>> Start Records for the task
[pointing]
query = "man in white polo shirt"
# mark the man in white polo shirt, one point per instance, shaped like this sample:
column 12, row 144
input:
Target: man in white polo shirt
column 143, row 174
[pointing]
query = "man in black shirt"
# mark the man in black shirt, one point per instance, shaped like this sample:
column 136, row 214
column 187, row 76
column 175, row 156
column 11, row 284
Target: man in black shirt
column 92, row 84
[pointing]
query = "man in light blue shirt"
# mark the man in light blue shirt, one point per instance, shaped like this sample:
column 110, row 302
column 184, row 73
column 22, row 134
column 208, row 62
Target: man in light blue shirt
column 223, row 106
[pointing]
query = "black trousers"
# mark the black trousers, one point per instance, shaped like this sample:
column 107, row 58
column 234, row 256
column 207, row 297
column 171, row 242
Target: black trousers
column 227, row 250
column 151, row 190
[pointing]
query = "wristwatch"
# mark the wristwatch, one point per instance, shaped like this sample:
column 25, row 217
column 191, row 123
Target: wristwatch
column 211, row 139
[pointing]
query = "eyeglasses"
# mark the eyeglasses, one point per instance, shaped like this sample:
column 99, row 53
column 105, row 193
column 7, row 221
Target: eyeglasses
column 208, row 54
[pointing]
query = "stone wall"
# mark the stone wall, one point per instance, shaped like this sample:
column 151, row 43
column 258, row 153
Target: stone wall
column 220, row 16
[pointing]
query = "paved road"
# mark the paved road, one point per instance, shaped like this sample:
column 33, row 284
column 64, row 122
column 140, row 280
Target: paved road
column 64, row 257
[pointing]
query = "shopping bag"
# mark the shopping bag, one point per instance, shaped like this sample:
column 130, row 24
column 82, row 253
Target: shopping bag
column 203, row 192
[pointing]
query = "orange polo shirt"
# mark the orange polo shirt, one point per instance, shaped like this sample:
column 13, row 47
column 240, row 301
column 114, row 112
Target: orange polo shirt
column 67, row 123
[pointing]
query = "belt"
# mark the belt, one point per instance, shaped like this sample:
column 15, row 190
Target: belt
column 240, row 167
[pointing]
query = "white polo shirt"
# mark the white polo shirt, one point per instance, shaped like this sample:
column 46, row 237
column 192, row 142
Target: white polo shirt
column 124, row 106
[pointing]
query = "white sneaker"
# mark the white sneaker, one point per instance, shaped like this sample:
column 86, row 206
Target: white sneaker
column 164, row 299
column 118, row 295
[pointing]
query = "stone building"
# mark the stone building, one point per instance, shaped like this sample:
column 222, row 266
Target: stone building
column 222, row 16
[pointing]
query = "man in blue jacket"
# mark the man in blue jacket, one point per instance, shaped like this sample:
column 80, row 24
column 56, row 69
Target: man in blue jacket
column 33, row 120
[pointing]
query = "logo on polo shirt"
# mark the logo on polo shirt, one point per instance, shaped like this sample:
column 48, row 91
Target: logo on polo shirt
>> End Records for the task
Please convert the stretch of the records from the very start through the line containing "column 211, row 139", including that line, into a JSON list of strings with one string per line and blank lines left out.

# Output of the exercise
[
  "[pointing]",
  "query = \"man in white polo shirt\"",
  "# mark the man in white polo shirt, one point per instance, shaped like this sample:",
  "column 12, row 144",
  "input:",
  "Target: man in white polo shirt",
  "column 143, row 174",
  "[pointing]",
  "query = \"man in black shirt\"",
  "# mark the man in black shirt, one point per instance, shaped like this sample:",
  "column 136, row 214",
  "column 187, row 76",
  "column 175, row 156",
  "column 11, row 284",
  "Target: man in black shirt",
  "column 92, row 84",
  "[pointing]",
  "query = \"man in light blue shirt\"",
  "# mark the man in light blue shirt, one point per instance, shaped like this sample:",
  "column 110, row 302",
  "column 184, row 73",
  "column 22, row 134",
  "column 208, row 62",
  "Target: man in light blue shirt",
  "column 223, row 106",
  "[pointing]",
  "query = \"black trousers\"",
  "# mark the black trousers, one point per instance, shaped like this sample:",
  "column 107, row 58",
  "column 234, row 256",
  "column 207, row 297",
  "column 171, row 242",
  "Target: black trousers",
  "column 227, row 250",
  "column 151, row 190",
  "[pointing]",
  "query = \"wristwatch\"",
  "# mark the wristwatch, one point per instance, shaped like this sample:",
  "column 25, row 217",
  "column 191, row 123",
  "Target: wristwatch",
  "column 211, row 139"
]